* **Exercise prompt**: Please report how many lines in the items below contain the string "cobblestone", treating uppercase and lowercase as different. Reply with the number alone.

* **Records for the task**:

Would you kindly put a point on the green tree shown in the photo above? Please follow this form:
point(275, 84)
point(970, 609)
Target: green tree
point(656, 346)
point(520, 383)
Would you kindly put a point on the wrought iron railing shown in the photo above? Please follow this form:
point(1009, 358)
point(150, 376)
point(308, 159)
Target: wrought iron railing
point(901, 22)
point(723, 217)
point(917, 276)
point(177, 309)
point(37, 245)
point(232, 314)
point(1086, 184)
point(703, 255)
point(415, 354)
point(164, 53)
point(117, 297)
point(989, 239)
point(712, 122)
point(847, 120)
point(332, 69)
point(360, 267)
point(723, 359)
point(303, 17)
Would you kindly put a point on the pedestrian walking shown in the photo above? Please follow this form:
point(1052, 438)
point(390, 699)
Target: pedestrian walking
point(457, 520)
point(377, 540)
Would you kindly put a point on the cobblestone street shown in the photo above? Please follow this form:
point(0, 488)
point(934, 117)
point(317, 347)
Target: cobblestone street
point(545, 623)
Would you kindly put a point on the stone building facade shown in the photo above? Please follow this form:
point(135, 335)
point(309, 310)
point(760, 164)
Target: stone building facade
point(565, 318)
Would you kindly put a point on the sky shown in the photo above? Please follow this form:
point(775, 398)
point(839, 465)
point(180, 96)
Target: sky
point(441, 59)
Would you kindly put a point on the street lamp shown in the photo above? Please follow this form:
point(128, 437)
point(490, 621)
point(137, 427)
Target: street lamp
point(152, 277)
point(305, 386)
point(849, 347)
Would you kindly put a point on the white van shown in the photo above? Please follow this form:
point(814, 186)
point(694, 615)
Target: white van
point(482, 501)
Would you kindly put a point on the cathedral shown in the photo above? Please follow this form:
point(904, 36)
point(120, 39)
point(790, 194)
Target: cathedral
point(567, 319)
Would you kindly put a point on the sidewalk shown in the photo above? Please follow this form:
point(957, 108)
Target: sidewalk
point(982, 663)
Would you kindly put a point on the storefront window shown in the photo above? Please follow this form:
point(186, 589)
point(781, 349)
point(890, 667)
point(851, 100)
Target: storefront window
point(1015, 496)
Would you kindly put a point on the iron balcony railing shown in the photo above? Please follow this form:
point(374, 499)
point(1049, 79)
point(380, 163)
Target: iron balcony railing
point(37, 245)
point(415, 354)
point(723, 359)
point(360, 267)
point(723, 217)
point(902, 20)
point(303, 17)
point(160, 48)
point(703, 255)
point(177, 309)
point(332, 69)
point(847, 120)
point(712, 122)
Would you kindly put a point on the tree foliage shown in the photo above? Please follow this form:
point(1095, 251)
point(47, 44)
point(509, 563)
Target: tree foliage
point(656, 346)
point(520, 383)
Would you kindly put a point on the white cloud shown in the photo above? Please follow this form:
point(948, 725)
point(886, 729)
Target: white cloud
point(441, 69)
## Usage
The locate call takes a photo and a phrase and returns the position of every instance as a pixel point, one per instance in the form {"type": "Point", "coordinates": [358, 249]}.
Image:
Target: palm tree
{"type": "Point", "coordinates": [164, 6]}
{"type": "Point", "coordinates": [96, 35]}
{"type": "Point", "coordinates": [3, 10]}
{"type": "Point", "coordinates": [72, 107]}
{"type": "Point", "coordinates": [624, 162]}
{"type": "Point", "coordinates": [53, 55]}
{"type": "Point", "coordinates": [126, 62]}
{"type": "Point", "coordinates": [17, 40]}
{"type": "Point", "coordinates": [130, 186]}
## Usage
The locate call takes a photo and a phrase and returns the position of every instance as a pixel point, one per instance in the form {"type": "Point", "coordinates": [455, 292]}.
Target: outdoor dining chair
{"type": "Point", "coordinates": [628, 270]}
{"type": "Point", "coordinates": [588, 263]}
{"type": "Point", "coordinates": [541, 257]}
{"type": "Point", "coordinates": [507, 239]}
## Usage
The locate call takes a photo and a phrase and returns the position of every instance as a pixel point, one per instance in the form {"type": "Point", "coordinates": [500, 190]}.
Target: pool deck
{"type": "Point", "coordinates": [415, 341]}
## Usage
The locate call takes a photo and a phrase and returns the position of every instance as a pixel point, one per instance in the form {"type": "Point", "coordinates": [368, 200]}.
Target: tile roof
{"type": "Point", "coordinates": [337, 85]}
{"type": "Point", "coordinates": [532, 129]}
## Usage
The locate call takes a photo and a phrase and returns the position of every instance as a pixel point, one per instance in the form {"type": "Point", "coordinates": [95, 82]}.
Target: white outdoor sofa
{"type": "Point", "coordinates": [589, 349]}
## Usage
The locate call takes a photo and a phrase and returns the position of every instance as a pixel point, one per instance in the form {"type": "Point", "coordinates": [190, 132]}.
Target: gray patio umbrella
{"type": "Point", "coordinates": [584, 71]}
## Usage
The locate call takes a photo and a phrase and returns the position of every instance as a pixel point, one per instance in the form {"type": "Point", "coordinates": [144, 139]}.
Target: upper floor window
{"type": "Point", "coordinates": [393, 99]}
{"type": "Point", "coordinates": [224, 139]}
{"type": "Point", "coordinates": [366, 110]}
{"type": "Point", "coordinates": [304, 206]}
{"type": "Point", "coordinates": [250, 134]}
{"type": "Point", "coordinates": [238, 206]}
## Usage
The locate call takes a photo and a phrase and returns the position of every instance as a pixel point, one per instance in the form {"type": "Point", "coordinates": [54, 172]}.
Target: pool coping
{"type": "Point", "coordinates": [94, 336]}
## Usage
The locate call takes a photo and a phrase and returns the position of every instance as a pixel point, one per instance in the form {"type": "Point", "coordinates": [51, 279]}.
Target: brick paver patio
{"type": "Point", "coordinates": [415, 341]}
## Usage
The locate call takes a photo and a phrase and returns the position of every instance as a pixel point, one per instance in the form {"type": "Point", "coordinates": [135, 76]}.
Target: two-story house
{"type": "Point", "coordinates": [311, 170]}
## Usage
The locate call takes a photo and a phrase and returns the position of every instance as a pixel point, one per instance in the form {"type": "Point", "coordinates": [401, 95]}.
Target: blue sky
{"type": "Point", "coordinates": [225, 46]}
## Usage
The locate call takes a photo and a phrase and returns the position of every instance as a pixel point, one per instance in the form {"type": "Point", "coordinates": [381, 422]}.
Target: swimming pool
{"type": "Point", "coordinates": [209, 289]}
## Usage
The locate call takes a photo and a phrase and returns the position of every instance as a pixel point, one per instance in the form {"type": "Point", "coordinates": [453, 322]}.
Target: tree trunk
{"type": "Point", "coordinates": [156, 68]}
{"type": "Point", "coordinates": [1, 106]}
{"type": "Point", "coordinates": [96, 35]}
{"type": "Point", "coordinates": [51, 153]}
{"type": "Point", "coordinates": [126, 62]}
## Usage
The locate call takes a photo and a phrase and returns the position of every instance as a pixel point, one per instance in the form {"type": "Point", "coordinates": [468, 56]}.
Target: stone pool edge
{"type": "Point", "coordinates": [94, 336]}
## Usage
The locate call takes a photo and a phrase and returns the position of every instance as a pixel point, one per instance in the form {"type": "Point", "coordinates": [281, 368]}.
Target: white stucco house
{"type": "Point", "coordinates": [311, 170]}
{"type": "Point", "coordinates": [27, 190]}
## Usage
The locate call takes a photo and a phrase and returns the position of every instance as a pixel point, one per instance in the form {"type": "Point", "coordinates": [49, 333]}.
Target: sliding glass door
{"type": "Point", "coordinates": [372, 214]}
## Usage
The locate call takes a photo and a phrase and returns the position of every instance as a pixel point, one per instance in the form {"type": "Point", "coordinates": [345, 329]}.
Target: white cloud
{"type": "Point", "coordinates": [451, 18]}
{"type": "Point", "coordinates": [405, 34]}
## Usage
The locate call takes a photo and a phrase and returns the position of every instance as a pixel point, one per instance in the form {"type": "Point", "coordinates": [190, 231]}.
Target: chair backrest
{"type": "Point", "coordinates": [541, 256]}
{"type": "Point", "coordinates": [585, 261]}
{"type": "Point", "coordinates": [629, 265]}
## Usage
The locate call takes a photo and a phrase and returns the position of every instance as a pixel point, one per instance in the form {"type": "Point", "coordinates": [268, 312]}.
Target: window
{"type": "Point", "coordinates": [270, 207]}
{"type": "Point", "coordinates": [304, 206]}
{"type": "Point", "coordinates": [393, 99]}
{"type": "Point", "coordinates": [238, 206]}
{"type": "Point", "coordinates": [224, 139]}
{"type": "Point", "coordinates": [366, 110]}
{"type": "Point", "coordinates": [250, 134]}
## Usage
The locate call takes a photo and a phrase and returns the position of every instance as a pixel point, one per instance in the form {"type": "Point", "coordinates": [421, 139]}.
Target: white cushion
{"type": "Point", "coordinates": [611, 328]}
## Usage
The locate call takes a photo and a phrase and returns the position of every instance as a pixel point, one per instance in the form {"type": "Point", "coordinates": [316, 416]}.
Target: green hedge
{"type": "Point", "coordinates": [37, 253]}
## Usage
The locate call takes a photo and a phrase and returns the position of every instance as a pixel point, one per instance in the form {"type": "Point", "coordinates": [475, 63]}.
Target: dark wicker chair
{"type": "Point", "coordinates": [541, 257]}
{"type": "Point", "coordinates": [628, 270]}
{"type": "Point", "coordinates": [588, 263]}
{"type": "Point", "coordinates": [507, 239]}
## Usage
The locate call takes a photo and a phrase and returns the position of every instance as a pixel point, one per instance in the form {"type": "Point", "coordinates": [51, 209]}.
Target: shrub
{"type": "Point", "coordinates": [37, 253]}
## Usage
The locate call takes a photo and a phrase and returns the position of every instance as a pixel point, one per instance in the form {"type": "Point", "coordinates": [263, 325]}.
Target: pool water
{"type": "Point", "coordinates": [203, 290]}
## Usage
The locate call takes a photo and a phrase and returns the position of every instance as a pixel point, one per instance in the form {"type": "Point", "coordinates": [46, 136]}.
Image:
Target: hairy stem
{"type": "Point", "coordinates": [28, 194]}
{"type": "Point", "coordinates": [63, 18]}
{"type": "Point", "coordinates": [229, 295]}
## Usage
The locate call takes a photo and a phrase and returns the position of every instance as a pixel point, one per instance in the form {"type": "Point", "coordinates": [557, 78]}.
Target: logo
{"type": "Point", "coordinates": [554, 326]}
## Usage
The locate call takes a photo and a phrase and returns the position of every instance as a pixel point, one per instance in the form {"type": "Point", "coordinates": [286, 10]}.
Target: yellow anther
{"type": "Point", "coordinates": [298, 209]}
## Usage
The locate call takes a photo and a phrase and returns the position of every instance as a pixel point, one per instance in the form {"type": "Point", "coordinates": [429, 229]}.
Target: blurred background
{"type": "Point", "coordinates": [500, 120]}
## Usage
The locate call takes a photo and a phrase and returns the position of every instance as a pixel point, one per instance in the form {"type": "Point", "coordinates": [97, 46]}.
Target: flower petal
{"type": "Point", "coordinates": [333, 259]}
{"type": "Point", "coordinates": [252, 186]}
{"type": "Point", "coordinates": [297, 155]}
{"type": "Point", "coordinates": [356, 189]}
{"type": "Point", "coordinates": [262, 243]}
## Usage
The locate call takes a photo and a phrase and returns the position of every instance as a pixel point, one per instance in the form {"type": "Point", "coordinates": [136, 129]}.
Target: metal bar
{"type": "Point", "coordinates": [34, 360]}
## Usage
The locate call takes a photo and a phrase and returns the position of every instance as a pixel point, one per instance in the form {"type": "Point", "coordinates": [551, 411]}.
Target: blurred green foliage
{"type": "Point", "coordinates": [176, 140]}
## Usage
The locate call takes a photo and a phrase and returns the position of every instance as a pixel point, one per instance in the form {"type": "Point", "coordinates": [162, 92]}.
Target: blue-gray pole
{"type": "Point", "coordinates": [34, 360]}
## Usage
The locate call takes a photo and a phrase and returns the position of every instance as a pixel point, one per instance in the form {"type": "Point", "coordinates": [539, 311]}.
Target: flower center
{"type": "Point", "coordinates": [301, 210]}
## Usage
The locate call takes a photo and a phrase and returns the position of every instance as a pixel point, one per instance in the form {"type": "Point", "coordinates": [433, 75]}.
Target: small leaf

* **Complete response**: 2